CEL ĆWICZENIA ▸ Przepisz wyłącznie fragment danych, który zaczyna się od wiersza zawierającego "Note: for each instance of the polished" i kończy na wierszu zawierającym "point(682, 389)", z oboma tymi wierszami i z poleceniami. Każdą współrzędną w odpowiedziach pomnóż przez 0,6 i zaokrąglij do liczby całkowitej, przy czym połówki zaokrąglaj w górę.

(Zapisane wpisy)

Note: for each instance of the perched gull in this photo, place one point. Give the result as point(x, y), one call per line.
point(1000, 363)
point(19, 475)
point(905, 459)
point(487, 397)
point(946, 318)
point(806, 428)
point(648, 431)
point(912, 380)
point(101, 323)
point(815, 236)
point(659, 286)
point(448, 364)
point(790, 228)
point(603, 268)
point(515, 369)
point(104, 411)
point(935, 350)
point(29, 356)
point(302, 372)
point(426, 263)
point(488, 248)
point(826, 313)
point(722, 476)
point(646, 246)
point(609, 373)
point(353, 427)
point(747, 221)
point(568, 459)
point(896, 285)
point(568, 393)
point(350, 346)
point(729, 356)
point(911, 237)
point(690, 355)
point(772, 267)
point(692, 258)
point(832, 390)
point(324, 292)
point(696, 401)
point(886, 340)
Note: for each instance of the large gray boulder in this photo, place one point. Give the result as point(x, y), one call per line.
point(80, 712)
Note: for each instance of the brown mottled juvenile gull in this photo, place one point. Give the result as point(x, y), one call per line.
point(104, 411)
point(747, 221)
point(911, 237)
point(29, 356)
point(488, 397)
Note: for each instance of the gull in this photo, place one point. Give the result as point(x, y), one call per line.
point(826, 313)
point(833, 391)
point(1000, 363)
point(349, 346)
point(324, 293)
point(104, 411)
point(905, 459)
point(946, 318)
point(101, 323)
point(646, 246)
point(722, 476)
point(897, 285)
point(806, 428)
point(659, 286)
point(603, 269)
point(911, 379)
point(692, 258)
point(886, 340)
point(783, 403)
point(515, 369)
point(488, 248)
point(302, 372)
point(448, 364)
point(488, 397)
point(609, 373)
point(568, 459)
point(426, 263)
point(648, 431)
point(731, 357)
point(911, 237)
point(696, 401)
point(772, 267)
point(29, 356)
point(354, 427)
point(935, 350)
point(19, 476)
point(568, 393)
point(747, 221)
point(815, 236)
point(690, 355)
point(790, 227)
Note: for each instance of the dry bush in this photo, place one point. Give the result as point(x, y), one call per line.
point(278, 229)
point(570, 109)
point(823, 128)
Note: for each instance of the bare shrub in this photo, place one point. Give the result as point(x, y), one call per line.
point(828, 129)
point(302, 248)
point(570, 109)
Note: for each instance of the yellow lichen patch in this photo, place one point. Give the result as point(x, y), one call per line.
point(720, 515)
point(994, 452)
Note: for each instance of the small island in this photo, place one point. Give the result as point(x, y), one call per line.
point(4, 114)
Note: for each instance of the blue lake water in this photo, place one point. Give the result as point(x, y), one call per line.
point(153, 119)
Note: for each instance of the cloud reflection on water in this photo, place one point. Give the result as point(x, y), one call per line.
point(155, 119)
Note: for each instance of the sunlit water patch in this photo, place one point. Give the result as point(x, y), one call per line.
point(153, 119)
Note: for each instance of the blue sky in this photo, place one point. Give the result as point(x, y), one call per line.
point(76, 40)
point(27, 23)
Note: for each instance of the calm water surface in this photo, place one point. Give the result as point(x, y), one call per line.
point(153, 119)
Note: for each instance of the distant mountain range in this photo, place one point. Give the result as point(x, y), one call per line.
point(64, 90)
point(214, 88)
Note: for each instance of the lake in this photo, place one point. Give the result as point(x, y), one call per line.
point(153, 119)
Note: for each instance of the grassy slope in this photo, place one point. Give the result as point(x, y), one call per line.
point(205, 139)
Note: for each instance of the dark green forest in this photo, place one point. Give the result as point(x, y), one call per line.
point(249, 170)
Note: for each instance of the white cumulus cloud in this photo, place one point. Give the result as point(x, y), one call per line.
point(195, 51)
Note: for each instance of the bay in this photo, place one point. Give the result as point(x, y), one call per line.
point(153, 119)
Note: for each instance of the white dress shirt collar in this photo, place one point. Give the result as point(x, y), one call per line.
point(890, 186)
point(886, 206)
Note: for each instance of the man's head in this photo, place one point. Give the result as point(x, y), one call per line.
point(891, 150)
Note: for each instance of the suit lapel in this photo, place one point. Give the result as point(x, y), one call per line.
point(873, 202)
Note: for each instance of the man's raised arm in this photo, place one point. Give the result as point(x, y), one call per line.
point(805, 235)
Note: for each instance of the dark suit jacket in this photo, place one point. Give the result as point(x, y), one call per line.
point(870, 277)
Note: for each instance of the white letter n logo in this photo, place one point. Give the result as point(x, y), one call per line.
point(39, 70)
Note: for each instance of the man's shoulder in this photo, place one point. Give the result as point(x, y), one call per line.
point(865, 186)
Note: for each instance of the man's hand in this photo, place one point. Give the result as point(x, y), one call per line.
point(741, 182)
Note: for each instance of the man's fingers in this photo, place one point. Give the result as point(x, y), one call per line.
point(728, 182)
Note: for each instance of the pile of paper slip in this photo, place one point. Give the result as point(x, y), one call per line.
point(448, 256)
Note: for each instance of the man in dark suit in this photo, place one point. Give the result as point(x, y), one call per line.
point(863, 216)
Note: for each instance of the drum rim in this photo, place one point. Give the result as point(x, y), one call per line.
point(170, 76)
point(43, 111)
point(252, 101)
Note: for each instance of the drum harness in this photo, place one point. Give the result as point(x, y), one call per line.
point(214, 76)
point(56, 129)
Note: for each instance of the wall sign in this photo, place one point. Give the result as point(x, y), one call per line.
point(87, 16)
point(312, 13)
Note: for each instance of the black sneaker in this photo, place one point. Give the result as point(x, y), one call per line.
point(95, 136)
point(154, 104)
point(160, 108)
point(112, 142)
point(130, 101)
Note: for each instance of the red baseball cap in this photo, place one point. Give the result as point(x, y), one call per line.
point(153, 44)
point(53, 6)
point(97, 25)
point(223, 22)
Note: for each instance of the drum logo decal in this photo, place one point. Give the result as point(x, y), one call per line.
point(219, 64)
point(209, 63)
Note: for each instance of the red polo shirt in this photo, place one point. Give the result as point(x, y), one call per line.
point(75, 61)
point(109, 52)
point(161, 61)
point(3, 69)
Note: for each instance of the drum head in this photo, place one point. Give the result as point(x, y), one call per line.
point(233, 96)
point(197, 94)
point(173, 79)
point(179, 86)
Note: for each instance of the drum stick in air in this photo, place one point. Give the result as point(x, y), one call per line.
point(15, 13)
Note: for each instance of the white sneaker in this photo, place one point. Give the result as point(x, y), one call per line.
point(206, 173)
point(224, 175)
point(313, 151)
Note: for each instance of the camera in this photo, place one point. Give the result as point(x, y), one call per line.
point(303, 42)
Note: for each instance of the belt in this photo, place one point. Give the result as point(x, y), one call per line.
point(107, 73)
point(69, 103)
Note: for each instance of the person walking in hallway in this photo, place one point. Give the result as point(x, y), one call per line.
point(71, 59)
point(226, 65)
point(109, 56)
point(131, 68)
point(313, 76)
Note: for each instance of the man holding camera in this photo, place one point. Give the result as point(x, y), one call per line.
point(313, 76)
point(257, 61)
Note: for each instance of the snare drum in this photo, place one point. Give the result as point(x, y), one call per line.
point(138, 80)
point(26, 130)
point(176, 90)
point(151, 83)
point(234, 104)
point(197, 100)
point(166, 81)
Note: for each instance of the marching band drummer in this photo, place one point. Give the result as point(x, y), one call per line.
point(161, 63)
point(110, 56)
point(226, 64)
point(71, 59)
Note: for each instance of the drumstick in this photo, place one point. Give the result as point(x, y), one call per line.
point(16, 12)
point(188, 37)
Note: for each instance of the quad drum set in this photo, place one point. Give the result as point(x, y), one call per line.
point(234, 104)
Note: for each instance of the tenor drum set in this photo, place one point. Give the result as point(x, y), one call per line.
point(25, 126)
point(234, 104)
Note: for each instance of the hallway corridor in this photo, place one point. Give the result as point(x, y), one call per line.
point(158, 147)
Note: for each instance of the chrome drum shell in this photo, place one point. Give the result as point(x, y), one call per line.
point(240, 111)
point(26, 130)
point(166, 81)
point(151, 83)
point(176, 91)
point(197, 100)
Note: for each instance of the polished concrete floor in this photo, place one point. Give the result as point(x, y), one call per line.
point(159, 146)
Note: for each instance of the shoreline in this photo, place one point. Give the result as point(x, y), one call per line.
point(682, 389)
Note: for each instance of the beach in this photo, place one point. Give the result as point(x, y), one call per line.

ODPOWIEDŹ ▸
Note: for each instance of the polished concrete floor in this photo, place one point. Give the result as point(x, y), one call per line.
point(95, 88)
Note: for each instance of the shoreline in this photo, place one point. Give the result as point(x, y), one call per line.
point(409, 233)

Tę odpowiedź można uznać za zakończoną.